▶ **AIM OF THE TASK**
In the forum thread on flirting, what does JustOne say men tend to try to look like instead of "sexy"?

Think ill leave this thread now. 
Thanks for sharing the Pic Homer :thup:
		
Click to expand...

Seriously. See ya!


----------



## CheltenhamHacker (Sep 24, 2013)

Tiger said:



			CH think about it this way. Men use flirtation as well it's just that you only notice women doing it.
		
Click to expand...

Definitely made me think Tiger.

One key difference is that I rarely see men flirt in a self-degrading way, as some women tend to do. I fully accept that this may be as you point out though, in that I notice women doing it a lot more than men!


----------



## JustOne (Sep 24, 2013)

CheltenhamHacker said:



			One key difference is that I rarely see men flirt in a self-degrading way, as some women tend to do. I fully accept that this may be as you point out though, in that I notice women doing it a lot more than men!
		
Click to expand...

It doesn't really work the same way for men, so we tend to try to look 'cool' instead of 'sexy'.

Surely you've seen a guy with a knobby haircut and a pair of Ray-Bans?


----------



## cookelad (Sep 24, 2013)

JustOne said:



			Surely you've seen a guy with a knobby haircut and a pair of Ray-Bans?

▶ **DATA EXTRACT**
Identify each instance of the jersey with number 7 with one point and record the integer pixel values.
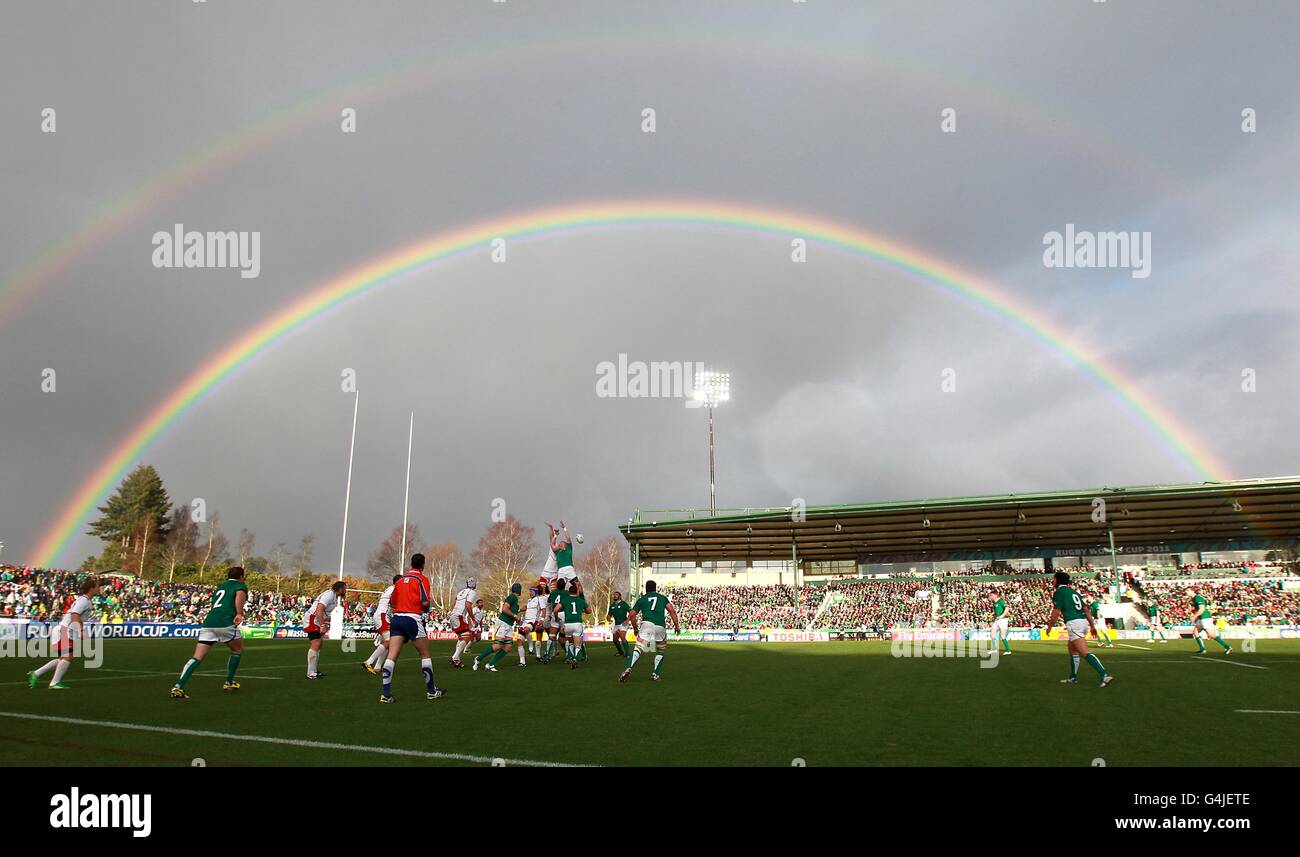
(650, 607)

▶ **OUTPUT**
"Cool."